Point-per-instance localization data
__________________________________________________

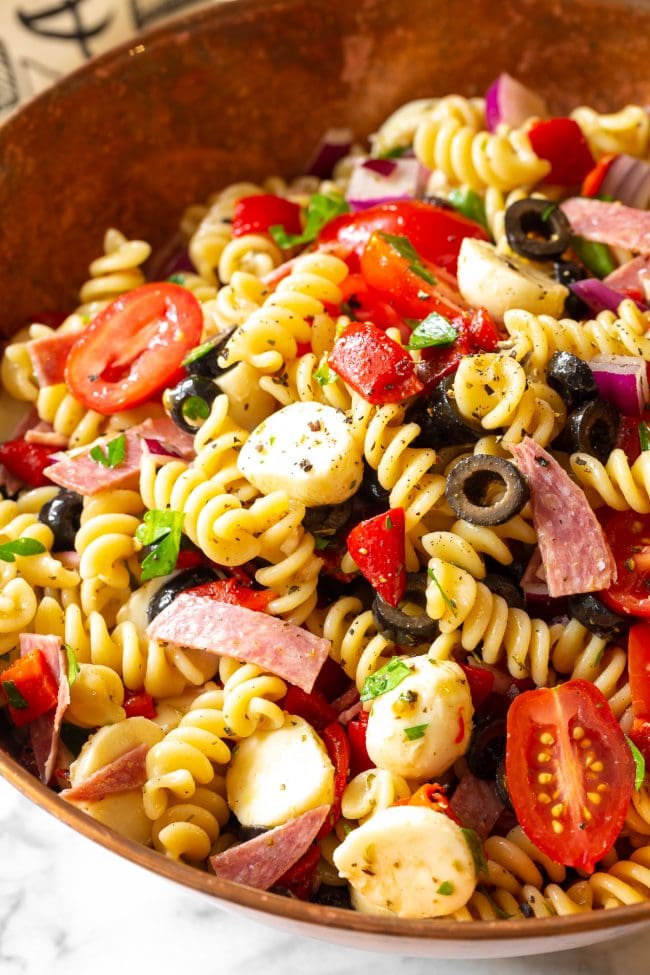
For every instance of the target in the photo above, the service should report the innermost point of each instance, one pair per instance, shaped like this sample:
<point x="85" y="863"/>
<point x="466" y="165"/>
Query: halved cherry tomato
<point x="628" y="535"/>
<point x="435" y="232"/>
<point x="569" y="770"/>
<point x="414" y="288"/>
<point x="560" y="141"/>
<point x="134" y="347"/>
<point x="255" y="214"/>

__________________________________________________

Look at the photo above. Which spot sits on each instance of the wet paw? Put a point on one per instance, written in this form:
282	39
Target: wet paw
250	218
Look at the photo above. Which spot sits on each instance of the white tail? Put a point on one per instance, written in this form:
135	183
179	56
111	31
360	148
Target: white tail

__________________________________________________

- [WORK INSTRUCTION] For the data above, state only how many lines include the word "white".

- [ANSWER TO THIS TASK] 2